Start of Records supplied
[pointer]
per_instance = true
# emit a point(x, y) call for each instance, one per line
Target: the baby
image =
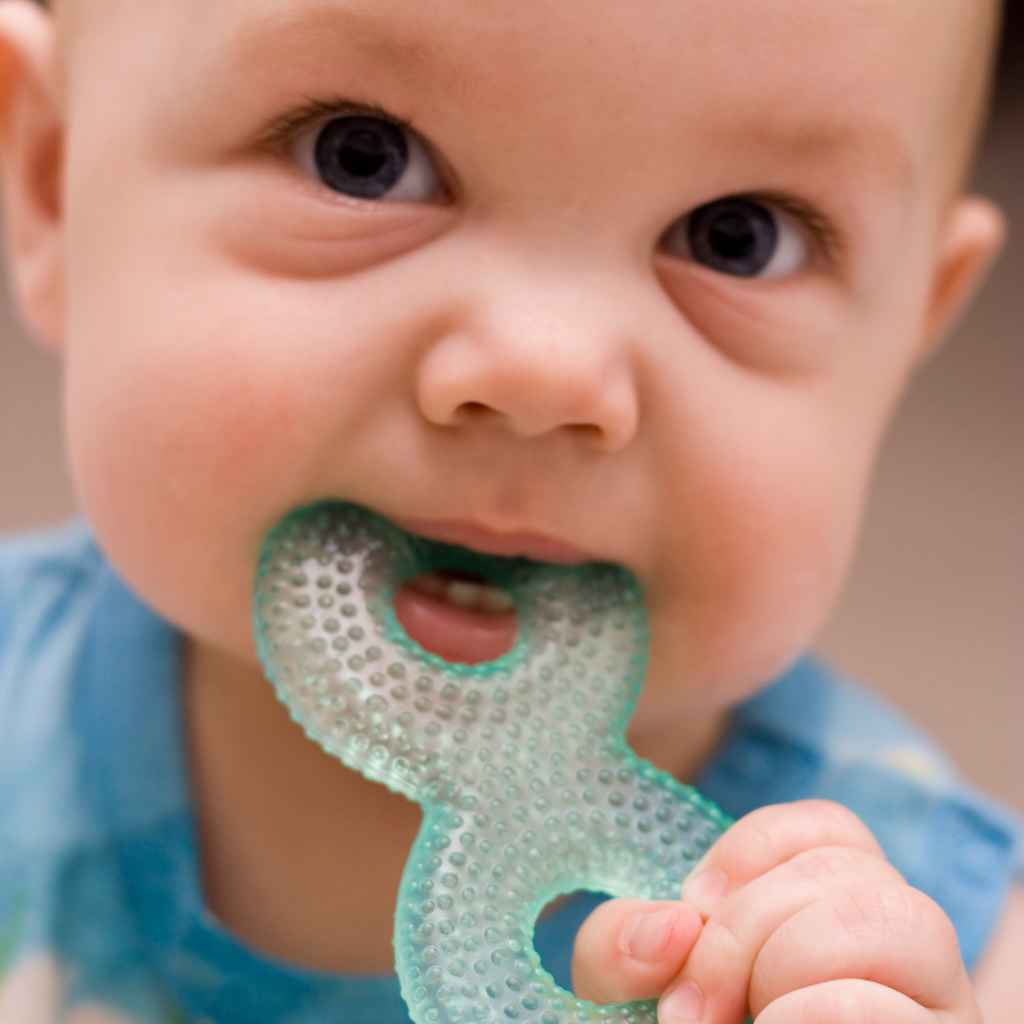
End of Records supplied
What you should do: Reproduce the lines above word for word, without the picture.

Correct response:
[pointer]
per_instance = true
# emit a point(x, y) call for each instance, one per line
Target: the baby
image =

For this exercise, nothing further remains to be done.